## INSTRUCTIONS
A. List every variable that the bubble sort page declares with the := operator inside the bubbleSort function.
B. Pick up the bubble sort page after its last line and continue it.

## SELECTED EXCERPT
(begin)
Bubble sort in Go

Key takeaways:
Bubble sort follows a comparative approach, iterating over the list and swapping out-of-order elements.
It has a time complexity of $O(n²)$ , making it less efficient for large datasets.
Go is a great language to implement sorting algorithms due to its simplicity and performance characteristics.

Bubble sort compares adjacent elements and swaps them if they are in the wrong order repeatedly throughout the array. It continues until the entire array is sorted, ensuring that larger elements are at the end of the array.

Bubble sort is a very simple algorithm designed to compare adjacent elements in a list and swap them if they are not in the correct order. Although it’s not the most efficient sorting method, it’s an excellent algorithm for beginners to grasp fundamental sorting concepts.

Understanding the concept

For a better understanding of the concept of how bubble sort works, an illustration is displayed. In this illustration, the given list, i.e., $[5, 2, 4, 6, 1, 3]$ , is unordered. The bubble sort algorithm is applied to sort the list.

package main
import "fmt"
func bubbleSort(arr []int) {
	n := len(arr)
	swapped := true
	m := 0
	for swapped {
		swapped = false
		
		fmt.Println("iteration number: " ,m)
		for i := 1; i < n; i++ {
			if arr[i-1] > arr[i] {
				// Swap elements if they are in the wrong order
				arr[i-1], arr[i] = arr[i], arr[i-1]
				swapped = true
				
				
				
			}
		}
		n-- // The largest element is now in its correct position, so reduce the length of the unsorted part of the array
		
		fmt.Println("Sorted array:", arr)
(end)
## DATA SECTION
(begin)
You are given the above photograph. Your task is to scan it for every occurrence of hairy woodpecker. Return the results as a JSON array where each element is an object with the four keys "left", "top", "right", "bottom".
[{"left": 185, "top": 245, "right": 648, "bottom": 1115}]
(end)
## FINAL ANSWERS
A. n, swapped, m, i

B.
		m++
	}
}
func main() {
	arr := []int{5, 2, 4, 6, 1, 3}
	fmt.Println("Unsorted array:", arr)
	bubbleSort(arr)
	fmt.Println("The sorted array is:", arr)
}

Code explanation

Line 5–29: The bubbleSort function takes an integer slice as input and sorts it in ascending order using the bubble sort algorithm.
Line 10–28: The outer loop (for swapped) runs until there are no more swaps in one pass, which indicates that the array is sorted.
Line 14–23: The inner loop (for i) compares adjacent elements and swaps them if necessary.

The array is successfully sorted in ascending order using the bubble sort algorithm. Remember that bubble sort is not the most efficient sorting algorithm and has a time complexity of $O(n^2)$ The space complexity of bubble sort is $O(1)$ . For larger datasets, more efficient sorting algorithms like merge sort or quick sort are preferred.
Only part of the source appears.